## begin EXERCISE MATERIAL
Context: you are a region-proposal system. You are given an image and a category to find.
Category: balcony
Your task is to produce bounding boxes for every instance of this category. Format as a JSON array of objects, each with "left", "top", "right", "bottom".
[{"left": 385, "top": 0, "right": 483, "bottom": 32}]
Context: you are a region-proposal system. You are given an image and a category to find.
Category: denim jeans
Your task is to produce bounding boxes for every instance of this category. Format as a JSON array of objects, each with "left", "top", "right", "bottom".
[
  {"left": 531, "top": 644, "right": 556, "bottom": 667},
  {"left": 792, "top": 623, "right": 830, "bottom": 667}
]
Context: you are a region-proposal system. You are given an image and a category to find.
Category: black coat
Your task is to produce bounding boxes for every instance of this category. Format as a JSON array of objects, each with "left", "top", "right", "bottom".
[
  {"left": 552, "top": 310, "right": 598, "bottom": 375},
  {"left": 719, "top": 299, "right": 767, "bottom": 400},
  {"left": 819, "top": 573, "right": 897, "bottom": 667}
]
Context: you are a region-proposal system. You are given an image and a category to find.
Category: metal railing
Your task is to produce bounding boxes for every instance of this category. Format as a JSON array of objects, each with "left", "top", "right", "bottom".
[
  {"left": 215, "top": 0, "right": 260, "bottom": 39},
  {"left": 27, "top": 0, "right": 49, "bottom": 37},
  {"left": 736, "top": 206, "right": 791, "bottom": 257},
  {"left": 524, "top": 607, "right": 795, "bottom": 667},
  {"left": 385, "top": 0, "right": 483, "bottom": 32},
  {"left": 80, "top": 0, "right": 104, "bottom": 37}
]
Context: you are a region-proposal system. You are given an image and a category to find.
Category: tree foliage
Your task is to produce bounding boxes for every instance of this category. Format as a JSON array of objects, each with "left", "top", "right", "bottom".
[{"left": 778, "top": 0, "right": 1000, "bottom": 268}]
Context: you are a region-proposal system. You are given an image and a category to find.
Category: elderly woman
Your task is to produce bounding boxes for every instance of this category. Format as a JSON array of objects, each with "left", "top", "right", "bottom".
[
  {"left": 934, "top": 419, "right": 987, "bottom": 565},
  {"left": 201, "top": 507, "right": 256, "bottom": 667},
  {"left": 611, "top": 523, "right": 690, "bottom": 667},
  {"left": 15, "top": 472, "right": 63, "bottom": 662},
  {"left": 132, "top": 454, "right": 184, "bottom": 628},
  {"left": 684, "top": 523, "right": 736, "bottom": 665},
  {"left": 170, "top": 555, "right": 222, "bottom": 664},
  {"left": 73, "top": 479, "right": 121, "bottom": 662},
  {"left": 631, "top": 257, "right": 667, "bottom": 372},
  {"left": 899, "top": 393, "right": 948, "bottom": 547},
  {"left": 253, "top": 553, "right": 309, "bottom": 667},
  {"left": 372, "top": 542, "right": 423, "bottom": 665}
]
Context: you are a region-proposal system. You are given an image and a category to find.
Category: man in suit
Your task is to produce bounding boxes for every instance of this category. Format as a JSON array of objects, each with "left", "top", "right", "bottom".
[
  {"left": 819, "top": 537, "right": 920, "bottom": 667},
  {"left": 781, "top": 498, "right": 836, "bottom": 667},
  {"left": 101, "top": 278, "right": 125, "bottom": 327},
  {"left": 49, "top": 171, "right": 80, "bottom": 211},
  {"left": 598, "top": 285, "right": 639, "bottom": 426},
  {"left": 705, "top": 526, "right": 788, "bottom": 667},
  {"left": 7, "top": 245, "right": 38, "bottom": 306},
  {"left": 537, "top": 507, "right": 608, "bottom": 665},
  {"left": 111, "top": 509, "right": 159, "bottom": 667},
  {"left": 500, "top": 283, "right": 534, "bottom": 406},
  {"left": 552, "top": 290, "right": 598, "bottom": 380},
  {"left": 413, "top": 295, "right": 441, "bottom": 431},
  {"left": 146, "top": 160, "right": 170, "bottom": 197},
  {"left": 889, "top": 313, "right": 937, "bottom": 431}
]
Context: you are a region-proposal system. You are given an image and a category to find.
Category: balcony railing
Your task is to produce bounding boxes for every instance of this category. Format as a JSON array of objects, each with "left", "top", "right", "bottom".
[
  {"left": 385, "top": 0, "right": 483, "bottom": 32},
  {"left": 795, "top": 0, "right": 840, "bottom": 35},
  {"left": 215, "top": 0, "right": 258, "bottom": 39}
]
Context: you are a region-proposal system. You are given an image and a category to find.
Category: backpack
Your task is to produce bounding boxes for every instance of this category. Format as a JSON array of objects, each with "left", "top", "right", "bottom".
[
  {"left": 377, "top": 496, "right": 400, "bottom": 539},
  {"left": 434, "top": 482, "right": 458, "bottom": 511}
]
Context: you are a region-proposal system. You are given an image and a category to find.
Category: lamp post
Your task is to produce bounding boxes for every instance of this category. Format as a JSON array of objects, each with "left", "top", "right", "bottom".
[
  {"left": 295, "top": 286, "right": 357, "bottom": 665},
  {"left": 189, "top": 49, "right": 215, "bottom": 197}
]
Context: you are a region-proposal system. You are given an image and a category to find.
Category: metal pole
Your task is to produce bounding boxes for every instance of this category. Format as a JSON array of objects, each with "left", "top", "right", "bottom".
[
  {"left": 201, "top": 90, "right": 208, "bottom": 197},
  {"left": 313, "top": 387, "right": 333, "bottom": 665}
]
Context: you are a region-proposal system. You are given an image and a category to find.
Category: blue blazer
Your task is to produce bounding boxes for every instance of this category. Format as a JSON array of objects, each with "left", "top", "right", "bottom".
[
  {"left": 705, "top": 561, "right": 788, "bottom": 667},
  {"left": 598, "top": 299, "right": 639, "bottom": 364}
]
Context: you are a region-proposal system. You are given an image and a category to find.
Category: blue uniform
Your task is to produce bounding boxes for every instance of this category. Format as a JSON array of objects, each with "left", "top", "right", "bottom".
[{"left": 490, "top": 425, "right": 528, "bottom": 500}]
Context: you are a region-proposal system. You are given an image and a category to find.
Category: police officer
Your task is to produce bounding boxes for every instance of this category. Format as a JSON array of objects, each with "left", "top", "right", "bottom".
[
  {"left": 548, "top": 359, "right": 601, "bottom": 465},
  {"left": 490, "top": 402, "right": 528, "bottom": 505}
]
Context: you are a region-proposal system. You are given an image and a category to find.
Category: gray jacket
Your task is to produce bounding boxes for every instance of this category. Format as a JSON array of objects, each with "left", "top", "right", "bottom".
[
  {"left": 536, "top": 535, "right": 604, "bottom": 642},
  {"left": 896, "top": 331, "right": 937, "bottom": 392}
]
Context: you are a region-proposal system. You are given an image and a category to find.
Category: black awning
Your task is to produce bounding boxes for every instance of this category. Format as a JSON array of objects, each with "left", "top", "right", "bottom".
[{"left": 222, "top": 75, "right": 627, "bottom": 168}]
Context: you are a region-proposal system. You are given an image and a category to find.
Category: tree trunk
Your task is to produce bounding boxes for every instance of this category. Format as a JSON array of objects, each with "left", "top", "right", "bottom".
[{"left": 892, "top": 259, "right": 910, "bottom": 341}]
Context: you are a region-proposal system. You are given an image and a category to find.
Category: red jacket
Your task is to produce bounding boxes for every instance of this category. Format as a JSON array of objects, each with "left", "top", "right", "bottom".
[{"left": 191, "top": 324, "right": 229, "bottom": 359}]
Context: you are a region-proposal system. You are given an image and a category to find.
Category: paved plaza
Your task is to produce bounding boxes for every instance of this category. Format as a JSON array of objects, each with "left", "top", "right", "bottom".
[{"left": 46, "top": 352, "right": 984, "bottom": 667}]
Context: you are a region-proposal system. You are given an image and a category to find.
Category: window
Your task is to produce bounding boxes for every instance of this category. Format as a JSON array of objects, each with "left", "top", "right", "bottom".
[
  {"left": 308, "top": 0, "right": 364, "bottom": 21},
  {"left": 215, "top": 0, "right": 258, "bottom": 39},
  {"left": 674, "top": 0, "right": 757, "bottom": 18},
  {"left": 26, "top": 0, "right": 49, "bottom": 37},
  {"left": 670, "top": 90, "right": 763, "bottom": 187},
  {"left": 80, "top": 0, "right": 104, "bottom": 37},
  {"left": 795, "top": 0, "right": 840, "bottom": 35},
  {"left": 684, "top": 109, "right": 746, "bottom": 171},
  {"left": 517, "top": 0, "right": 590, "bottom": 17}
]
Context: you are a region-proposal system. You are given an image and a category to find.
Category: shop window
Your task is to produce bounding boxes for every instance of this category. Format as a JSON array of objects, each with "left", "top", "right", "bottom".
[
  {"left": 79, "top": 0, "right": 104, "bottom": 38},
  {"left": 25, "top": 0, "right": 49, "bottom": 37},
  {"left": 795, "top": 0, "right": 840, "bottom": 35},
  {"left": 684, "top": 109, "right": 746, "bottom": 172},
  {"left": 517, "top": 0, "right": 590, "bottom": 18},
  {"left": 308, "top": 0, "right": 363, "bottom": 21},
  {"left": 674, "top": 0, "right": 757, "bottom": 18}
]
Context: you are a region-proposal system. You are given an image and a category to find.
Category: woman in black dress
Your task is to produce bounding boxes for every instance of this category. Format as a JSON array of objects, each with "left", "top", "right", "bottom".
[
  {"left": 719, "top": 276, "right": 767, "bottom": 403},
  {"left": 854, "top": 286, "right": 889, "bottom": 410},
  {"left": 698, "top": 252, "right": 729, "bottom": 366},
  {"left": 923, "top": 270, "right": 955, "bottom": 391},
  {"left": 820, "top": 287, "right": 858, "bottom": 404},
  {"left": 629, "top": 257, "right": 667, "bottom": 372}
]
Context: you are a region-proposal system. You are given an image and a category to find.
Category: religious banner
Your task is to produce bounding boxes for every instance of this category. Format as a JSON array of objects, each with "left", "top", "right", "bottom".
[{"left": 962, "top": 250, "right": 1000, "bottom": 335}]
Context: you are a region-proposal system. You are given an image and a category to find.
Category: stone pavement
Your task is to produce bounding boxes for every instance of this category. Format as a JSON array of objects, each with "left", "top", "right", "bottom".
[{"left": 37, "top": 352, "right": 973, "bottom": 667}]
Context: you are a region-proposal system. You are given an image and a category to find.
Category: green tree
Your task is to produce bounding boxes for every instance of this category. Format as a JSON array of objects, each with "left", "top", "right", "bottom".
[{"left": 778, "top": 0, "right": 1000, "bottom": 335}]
## end EXERCISE MATERIAL
◆ YOUR OBJECTIVE:
Find every line in the listing above that contains the string "balcony" and copy each of those lines out in full. Case counts when matching.

◆ WRITTEN SOLUTION:
Category: balcony
Category: balcony railing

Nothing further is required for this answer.